[Stored data entries]
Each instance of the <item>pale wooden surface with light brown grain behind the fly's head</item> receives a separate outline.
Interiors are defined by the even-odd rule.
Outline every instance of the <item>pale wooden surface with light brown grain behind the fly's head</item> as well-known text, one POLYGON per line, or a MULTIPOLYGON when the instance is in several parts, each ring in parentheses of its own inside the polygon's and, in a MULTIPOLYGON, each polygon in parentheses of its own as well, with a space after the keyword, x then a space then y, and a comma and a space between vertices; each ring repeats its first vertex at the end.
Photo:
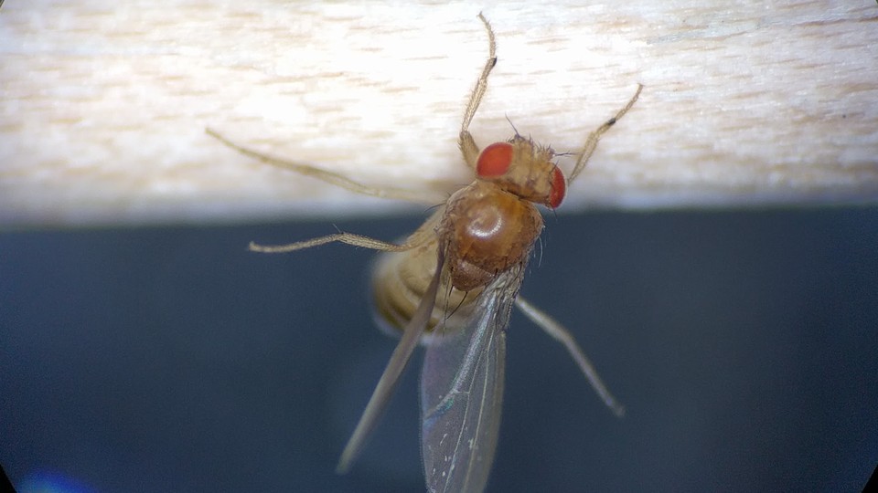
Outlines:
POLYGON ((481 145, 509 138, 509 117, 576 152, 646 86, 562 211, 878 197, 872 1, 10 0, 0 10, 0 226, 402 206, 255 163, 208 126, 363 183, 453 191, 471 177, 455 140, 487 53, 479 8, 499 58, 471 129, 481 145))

--

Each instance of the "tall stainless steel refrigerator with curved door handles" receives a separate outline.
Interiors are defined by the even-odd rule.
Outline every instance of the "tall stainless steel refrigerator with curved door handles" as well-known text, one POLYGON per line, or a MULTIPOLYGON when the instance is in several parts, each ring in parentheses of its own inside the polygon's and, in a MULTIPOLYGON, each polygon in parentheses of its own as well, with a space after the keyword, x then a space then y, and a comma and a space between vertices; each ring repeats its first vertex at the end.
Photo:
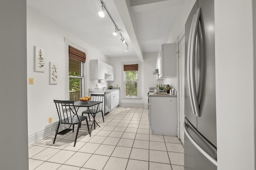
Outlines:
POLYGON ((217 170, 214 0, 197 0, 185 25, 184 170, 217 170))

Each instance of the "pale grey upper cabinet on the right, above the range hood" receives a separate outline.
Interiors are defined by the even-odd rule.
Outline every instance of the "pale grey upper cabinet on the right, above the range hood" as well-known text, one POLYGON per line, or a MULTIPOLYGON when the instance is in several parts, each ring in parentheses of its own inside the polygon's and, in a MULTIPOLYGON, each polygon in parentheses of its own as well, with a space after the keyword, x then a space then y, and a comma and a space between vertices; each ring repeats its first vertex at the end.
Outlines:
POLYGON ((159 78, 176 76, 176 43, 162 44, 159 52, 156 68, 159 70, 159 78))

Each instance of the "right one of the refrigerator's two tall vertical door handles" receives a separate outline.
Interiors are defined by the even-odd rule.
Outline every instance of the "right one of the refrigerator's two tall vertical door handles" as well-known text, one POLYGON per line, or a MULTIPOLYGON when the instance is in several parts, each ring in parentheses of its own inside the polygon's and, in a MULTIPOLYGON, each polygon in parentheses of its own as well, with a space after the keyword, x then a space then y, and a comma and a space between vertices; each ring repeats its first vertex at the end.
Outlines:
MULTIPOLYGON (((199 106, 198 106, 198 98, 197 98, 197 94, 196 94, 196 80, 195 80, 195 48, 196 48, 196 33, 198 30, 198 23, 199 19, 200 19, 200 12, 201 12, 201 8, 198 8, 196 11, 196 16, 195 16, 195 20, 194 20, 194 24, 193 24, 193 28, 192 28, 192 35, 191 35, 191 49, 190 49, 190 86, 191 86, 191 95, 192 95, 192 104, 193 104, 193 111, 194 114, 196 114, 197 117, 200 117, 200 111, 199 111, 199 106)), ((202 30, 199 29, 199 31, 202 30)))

* Problem details: Only lines containing the string "cabinet" belong in the answer; find them in the data above and copy them.

* Output of the task:
Each instance of the "pale grey upper cabinet on the right, above the range hood" receives a separate outline.
Outline every instance of the "pale grey upper cabinet on the right, above the range hood" as well-known text, one POLYGON per line, or a MULTIPOLYGON when the instance is in several parts, each ring in parentheses of its own inside the polygon's and, in a MULTIPOLYGON, each polygon in parentheses of its own as well, with a space after the keyword, x then a space then y, and a comma and a space between vertices; each ring repeats its first vertex at the end.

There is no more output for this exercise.